## Start
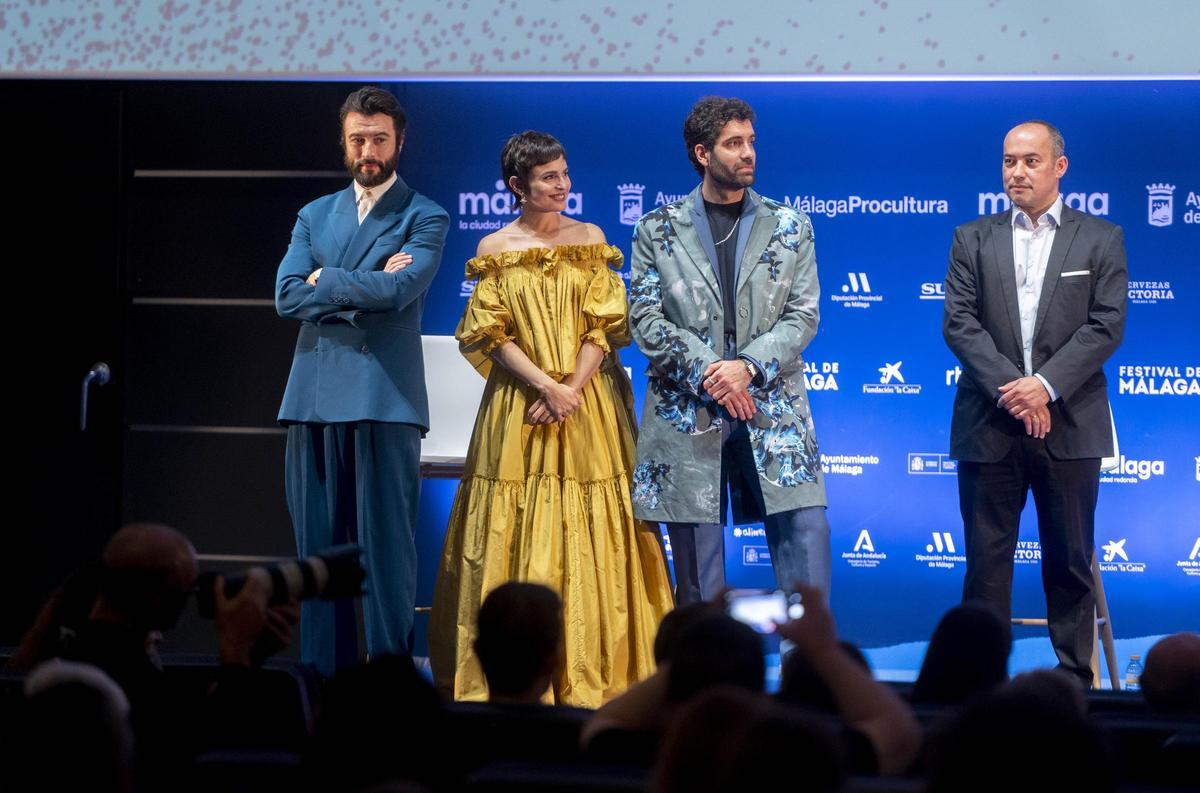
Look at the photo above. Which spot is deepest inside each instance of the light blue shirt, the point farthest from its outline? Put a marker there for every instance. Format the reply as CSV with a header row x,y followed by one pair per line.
x,y
1032,241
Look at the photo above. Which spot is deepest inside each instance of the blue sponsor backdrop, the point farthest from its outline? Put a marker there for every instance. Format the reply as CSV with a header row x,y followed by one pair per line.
x,y
887,170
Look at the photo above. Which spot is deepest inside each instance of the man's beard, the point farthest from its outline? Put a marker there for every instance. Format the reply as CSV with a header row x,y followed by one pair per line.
x,y
726,178
385,169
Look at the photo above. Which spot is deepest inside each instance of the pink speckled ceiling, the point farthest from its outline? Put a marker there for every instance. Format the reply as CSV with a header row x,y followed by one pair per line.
x,y
556,37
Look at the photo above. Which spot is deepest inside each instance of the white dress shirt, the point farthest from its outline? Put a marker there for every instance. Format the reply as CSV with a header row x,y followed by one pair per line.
x,y
1031,253
376,194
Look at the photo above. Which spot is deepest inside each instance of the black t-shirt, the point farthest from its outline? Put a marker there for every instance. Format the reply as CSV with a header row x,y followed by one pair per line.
x,y
724,221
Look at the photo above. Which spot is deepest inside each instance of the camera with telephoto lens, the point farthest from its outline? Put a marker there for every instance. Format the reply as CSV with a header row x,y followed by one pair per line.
x,y
333,574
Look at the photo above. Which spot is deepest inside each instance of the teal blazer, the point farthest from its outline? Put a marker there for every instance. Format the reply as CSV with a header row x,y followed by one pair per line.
x,y
358,356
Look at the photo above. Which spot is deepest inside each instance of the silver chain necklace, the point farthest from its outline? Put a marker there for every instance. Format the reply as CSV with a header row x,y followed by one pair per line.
## End
▶ _Written exercise_:
Transcribe all of the material above word for word, omitting the pictures.

▶ _Exercise output_:
Look at the photo above. Which spot is deepest inside each instance of the light blue shirt, the point farthest from its outline? Put a marker there for every instance. Format the reply as CSV with a header row x,y followed by one pair per line.
x,y
1032,241
Look at the photo above. Which spot is deepest inside each instance of the blue sponsor backdrop, the point farthest from its outline? Put a marker there for every instance. Format the reply as CSV with a header row x,y followed by one pair per line.
x,y
887,170
Look at the photo above. Which spot is deepest inside each instance of the man's beard, the point farthest from its outline? Put a marker there for every instance. Format the reply as CSV with a header row x,y followed by one pair per line.
x,y
726,178
385,169
Look at the photo above. Which spot is deepest inside each instance of the pink speckled ceiling, the point farthest from its outline? Put a marker there for every instance. Format the reply as CSV with a header row x,y followed by one pair per line.
x,y
556,37
Look at the photo above. Which spot is deepest inside each instance of the white dress shirt, the point farthest from its outline? Put a marker there for every instance. Format the reply as CSV with a header row x,y followed by one pair per line.
x,y
1031,253
376,194
Look at the photo above. Which spot is deepest inside each instance of the black t-shirt, the point farthest from its outline? Put a marker there for every instance. Format the reply as CSV with a header row x,y followed by one pair per line.
x,y
724,221
Look at the photo above. Which spot is deepest inside each instance of the camera with telephoto lens, the point farthest from its outline? Put a marker there for every instance. Format the reply as CSV with a header row x,y followed by one pair per line.
x,y
333,574
Look at the photo above. Which spot is deepest inside each instance of the teal blazer, the point farthest from its outline? Put a marker there for every instance. Format the reply as CSV with a header row x,y followed by one pair per line.
x,y
358,356
Look at the photo above. Which spot is deepest inside each instance of the silver chain necklace, the point farthest from its outline? Put a marker there for every instance. Format the reply as CSV with a header row x,y followed by one pair per line.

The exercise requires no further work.